Exercise instructions ▸
Pick out each line of the entries below that contains the word "lantern", and copy every such line in full.

Data listing
---

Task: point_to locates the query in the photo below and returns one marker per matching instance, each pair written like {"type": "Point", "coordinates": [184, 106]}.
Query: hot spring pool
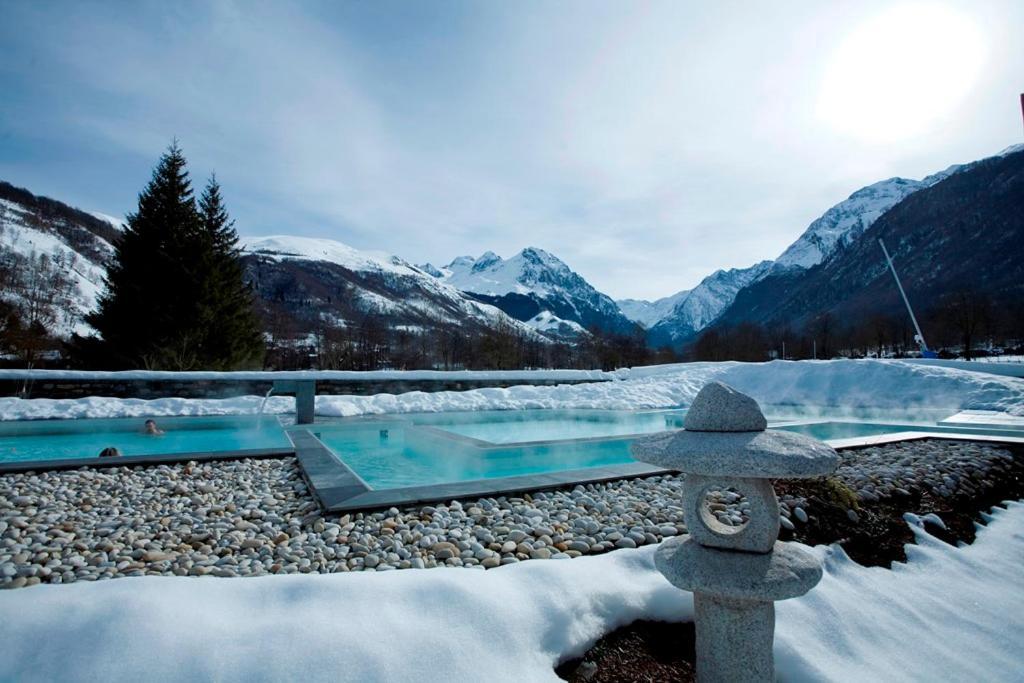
{"type": "Point", "coordinates": [60, 439]}
{"type": "Point", "coordinates": [423, 450]}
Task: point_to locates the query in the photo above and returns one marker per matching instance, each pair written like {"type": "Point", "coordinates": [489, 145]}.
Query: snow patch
{"type": "Point", "coordinates": [833, 386]}
{"type": "Point", "coordinates": [518, 622]}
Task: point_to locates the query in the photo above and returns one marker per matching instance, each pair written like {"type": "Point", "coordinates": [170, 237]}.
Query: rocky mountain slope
{"type": "Point", "coordinates": [308, 284]}
{"type": "Point", "coordinates": [536, 287]}
{"type": "Point", "coordinates": [964, 232]}
{"type": "Point", "coordinates": [76, 242]}
{"type": "Point", "coordinates": [838, 227]}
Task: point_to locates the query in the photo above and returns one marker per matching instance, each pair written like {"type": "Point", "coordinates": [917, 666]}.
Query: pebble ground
{"type": "Point", "coordinates": [252, 517]}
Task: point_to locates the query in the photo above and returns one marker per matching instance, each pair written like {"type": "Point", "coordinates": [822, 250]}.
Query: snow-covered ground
{"type": "Point", "coordinates": [834, 386]}
{"type": "Point", "coordinates": [948, 613]}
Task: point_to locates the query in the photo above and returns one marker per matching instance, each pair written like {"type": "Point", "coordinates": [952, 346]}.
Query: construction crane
{"type": "Point", "coordinates": [920, 336]}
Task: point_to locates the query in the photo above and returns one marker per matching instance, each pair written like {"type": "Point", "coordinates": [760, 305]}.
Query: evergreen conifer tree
{"type": "Point", "coordinates": [232, 336]}
{"type": "Point", "coordinates": [173, 283]}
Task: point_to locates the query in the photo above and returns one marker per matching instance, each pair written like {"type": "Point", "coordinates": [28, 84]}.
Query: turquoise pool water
{"type": "Point", "coordinates": [423, 450]}
{"type": "Point", "coordinates": [59, 439]}
{"type": "Point", "coordinates": [524, 426]}
{"type": "Point", "coordinates": [409, 457]}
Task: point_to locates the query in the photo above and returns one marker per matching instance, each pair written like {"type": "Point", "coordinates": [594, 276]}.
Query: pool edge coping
{"type": "Point", "coordinates": [339, 488]}
{"type": "Point", "coordinates": [133, 461]}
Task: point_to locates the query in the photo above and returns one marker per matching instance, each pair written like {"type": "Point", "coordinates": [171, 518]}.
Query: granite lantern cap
{"type": "Point", "coordinates": [725, 435]}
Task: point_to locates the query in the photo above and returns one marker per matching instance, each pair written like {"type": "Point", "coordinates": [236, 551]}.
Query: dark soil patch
{"type": "Point", "coordinates": [878, 539]}
{"type": "Point", "coordinates": [642, 651]}
{"type": "Point", "coordinates": [648, 651]}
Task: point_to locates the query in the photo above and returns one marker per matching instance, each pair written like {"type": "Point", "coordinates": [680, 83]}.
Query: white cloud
{"type": "Point", "coordinates": [646, 145]}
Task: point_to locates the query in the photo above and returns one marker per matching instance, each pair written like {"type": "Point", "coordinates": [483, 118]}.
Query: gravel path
{"type": "Point", "coordinates": [252, 517]}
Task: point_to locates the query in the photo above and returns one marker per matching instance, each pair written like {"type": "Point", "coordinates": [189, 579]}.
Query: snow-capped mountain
{"type": "Point", "coordinates": [646, 313]}
{"type": "Point", "coordinates": [315, 282]}
{"type": "Point", "coordinates": [963, 237]}
{"type": "Point", "coordinates": [532, 284]}
{"type": "Point", "coordinates": [76, 242]}
{"type": "Point", "coordinates": [704, 304]}
{"type": "Point", "coordinates": [836, 229]}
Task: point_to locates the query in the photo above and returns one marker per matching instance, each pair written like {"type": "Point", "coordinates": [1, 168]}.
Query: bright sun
{"type": "Point", "coordinates": [900, 72]}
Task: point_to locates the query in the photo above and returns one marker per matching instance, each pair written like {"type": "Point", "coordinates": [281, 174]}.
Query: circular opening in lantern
{"type": "Point", "coordinates": [725, 510]}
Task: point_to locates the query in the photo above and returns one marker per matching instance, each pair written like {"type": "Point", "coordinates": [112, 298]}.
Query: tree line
{"type": "Point", "coordinates": [963, 324]}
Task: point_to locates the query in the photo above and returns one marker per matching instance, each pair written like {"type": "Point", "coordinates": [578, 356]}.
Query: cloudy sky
{"type": "Point", "coordinates": [644, 143]}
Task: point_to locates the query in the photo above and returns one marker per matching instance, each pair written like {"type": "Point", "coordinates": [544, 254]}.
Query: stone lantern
{"type": "Point", "coordinates": [734, 572]}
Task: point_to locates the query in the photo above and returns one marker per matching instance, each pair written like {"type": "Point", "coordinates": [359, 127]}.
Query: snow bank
{"type": "Point", "coordinates": [949, 613]}
{"type": "Point", "coordinates": [399, 626]}
{"type": "Point", "coordinates": [833, 386]}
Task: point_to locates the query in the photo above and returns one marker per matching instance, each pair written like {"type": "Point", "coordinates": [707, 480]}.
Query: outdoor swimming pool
{"type": "Point", "coordinates": [423, 450]}
{"type": "Point", "coordinates": [60, 439]}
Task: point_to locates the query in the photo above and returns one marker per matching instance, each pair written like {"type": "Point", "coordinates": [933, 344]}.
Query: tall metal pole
{"type": "Point", "coordinates": [889, 260]}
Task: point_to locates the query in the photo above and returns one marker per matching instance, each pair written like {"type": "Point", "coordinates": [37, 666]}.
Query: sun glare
{"type": "Point", "coordinates": [901, 72]}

---

The response ▸
Query: granite lantern cap
Query: circular opening in lantern
Query: stone lantern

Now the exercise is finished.